Written instruction:
Rewrite the listing below from the line that has "Point to the blue car" through the line that has "[1061, 345]", keeping every line, requests included, and add 102 to each number in the pin coordinates.

Materials provided:
[start]
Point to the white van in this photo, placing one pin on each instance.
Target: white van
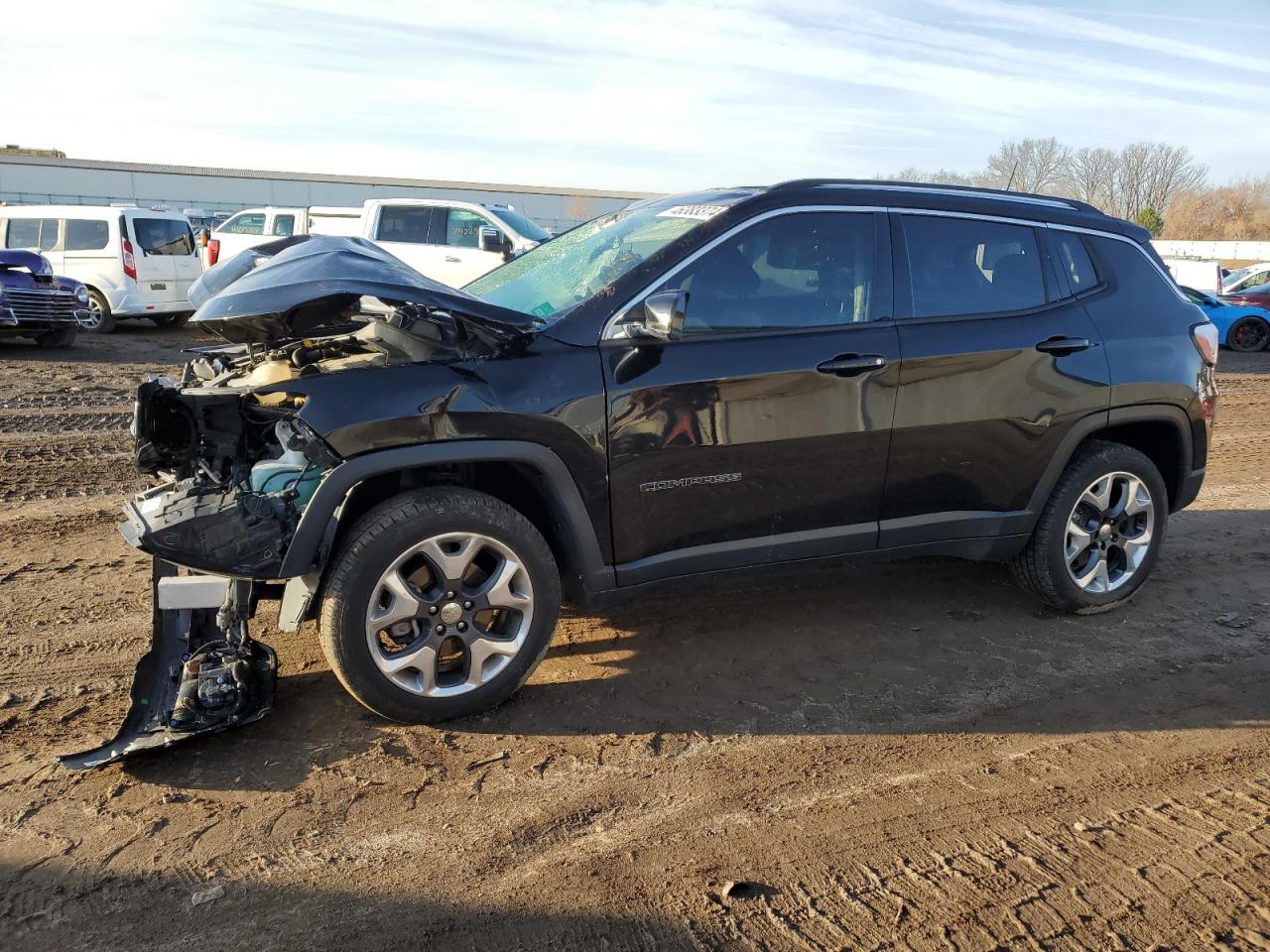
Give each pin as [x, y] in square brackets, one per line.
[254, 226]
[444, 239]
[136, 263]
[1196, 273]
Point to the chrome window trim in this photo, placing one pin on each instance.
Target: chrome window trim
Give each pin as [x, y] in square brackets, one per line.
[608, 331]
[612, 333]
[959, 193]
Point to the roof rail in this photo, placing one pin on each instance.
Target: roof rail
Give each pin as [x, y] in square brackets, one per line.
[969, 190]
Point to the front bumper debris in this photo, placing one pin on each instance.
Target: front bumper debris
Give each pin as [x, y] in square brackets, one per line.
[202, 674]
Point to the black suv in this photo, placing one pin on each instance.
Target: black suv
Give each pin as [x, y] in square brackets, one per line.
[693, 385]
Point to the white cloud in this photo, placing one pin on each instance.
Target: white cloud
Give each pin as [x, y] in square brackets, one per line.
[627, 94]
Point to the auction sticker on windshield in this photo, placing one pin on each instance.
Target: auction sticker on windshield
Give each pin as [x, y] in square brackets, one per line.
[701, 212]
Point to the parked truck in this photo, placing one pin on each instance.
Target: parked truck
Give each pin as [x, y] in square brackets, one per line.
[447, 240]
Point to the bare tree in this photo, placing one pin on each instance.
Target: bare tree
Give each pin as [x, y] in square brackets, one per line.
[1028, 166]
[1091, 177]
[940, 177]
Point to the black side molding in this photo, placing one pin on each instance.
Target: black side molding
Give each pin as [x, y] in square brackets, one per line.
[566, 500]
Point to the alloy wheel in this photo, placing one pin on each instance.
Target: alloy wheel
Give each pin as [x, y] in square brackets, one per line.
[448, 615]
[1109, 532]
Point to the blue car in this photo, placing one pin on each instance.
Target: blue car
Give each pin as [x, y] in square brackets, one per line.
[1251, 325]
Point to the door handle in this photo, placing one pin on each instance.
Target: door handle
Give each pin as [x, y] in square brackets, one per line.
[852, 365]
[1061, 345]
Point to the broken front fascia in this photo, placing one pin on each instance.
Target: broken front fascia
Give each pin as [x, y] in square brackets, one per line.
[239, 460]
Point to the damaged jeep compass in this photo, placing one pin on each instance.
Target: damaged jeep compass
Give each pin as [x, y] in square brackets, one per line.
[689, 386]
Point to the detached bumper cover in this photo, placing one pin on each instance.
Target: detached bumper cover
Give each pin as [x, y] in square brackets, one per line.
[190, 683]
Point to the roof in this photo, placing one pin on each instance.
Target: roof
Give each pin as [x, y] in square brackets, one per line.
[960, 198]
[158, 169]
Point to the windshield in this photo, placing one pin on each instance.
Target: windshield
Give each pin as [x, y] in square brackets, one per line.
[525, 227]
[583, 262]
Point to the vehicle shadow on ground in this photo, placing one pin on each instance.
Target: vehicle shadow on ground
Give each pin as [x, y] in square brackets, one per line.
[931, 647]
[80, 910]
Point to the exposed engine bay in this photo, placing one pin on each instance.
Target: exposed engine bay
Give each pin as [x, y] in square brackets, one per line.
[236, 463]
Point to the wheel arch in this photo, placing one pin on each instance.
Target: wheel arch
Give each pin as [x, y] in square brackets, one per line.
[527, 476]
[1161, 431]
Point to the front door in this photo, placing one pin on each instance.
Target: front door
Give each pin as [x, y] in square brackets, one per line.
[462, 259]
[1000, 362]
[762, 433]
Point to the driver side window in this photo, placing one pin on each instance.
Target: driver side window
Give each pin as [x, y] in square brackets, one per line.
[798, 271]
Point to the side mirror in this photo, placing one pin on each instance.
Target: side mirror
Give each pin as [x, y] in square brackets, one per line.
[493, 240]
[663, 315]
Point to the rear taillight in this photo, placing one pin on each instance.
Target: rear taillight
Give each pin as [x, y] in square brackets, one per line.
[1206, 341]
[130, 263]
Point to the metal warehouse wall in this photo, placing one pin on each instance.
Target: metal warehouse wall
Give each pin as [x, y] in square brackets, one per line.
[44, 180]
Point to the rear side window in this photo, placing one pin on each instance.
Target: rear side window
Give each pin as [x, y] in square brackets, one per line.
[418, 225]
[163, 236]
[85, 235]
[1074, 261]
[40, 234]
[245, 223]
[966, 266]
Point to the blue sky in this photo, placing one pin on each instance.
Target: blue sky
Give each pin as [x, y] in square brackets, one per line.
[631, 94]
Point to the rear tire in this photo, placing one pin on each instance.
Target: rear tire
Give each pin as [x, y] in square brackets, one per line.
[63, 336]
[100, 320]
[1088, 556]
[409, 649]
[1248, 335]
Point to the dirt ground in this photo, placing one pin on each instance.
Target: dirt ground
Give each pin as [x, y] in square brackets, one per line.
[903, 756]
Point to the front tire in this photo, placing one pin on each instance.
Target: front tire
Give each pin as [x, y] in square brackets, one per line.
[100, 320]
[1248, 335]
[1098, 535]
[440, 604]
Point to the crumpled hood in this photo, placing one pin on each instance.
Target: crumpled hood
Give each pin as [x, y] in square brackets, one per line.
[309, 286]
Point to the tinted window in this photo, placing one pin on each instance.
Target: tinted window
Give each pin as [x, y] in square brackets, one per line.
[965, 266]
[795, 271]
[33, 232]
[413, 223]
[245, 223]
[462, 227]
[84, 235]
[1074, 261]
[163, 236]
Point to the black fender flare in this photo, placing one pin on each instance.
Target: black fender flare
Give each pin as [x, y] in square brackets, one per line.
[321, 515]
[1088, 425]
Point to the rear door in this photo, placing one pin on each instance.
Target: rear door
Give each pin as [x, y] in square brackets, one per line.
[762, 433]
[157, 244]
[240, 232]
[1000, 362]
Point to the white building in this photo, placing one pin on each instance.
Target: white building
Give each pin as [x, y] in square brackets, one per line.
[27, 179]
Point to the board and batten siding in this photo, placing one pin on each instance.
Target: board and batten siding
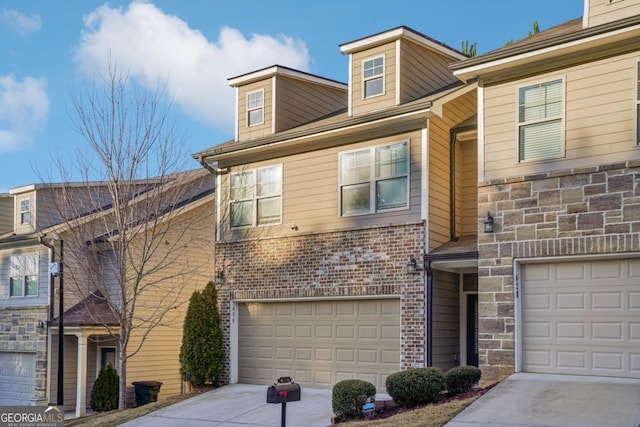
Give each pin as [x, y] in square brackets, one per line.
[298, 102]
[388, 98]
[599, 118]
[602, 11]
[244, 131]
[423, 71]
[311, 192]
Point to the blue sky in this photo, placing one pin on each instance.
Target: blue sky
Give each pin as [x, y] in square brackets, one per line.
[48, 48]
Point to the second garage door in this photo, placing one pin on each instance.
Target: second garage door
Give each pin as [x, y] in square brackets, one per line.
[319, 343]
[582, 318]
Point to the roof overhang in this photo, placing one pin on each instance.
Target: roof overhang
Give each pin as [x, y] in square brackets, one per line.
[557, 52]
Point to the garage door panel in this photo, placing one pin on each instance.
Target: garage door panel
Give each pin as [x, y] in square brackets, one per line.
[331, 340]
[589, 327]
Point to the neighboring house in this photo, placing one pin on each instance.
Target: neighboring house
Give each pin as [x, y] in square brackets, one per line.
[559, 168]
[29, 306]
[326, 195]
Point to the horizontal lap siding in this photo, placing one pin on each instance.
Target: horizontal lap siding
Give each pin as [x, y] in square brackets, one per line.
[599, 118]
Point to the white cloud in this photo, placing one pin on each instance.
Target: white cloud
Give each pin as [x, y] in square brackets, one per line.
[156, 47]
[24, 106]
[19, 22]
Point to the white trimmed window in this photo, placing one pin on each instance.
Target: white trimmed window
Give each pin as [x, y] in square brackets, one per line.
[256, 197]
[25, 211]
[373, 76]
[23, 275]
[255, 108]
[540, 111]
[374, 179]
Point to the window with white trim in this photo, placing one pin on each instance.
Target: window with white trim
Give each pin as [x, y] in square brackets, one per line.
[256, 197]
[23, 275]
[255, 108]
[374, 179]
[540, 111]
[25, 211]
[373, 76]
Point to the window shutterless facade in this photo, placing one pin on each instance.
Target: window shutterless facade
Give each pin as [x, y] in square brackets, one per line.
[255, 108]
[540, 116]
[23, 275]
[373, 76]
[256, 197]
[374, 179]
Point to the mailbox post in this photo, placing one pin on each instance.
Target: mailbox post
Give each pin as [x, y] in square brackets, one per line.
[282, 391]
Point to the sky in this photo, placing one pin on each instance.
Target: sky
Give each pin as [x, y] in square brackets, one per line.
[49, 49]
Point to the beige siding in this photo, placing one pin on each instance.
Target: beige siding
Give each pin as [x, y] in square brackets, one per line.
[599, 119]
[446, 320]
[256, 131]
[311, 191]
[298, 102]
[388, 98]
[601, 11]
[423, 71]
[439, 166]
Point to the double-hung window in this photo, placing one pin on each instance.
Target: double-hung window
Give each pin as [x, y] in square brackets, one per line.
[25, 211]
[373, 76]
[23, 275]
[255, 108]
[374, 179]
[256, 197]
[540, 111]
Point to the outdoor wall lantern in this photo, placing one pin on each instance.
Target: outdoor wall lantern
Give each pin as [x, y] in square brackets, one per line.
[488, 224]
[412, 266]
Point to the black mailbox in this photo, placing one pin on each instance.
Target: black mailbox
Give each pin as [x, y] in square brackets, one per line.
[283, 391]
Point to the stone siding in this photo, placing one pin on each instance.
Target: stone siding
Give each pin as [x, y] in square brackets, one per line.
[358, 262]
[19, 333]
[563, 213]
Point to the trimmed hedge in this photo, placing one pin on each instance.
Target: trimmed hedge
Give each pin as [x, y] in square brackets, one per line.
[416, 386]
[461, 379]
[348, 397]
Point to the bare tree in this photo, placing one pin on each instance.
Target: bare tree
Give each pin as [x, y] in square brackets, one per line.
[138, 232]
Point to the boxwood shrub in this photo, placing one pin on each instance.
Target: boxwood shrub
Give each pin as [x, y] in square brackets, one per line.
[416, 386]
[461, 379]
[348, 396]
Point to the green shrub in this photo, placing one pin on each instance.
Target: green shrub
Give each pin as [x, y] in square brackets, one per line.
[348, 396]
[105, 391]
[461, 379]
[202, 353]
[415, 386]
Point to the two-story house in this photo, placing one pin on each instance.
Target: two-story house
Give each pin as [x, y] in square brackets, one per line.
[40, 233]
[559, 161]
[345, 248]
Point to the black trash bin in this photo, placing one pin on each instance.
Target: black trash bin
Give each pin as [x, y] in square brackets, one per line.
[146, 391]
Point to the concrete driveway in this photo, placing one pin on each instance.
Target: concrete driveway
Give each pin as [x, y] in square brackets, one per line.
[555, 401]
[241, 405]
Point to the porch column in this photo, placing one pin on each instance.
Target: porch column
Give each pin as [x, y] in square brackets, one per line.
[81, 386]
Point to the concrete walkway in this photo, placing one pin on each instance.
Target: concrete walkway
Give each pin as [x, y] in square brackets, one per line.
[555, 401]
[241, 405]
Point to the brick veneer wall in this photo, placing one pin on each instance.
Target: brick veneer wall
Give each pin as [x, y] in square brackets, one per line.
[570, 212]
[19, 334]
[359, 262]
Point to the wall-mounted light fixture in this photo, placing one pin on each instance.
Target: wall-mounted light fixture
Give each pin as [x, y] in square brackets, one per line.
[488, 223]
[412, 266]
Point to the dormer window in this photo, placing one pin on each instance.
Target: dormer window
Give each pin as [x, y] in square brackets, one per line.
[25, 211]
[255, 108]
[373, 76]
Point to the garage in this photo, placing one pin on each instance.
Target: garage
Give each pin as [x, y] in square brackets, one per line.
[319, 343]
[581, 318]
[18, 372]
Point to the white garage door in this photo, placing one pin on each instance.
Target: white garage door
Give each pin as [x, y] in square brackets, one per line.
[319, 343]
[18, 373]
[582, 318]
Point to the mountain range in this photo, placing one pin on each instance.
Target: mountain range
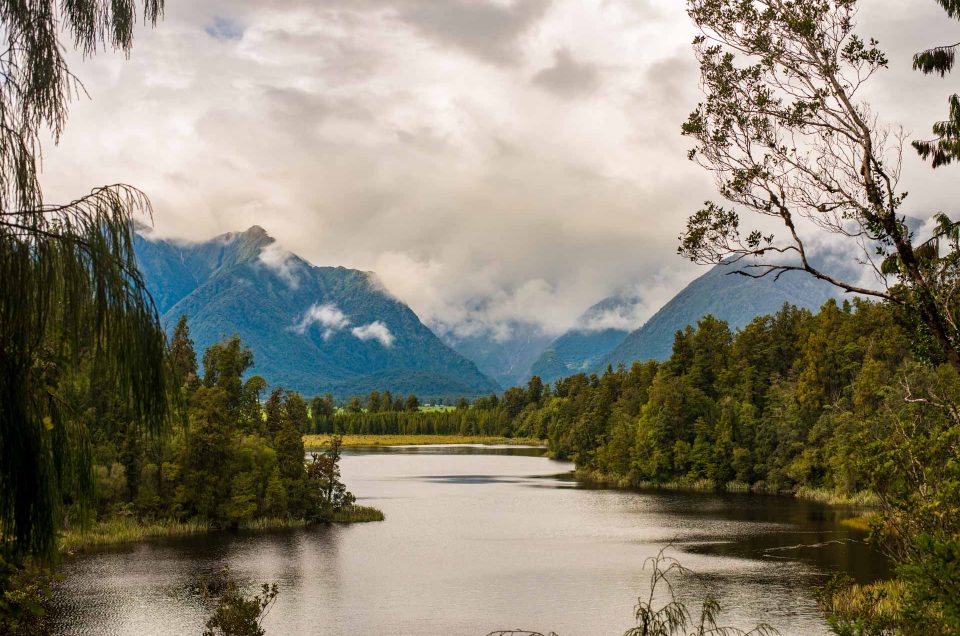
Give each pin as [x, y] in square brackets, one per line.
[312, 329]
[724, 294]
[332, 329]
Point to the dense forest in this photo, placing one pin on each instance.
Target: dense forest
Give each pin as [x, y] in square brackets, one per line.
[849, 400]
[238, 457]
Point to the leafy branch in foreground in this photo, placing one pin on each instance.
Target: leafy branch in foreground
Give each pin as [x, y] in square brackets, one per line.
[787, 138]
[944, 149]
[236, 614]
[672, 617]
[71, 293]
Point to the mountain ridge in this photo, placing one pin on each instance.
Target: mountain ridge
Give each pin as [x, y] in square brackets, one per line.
[end]
Result of the exercise:
Point to the blue car in this photo, placing one pin on each instance.
Target: blue car
Give each pin as [x, y] in square brackets, one per line.
[1353, 427]
Point to the door handle in this photo, placing one pin on each instance.
Target: door handle
Give each pin as [x, y] in square brackets, one per line.
[954, 467]
[1163, 447]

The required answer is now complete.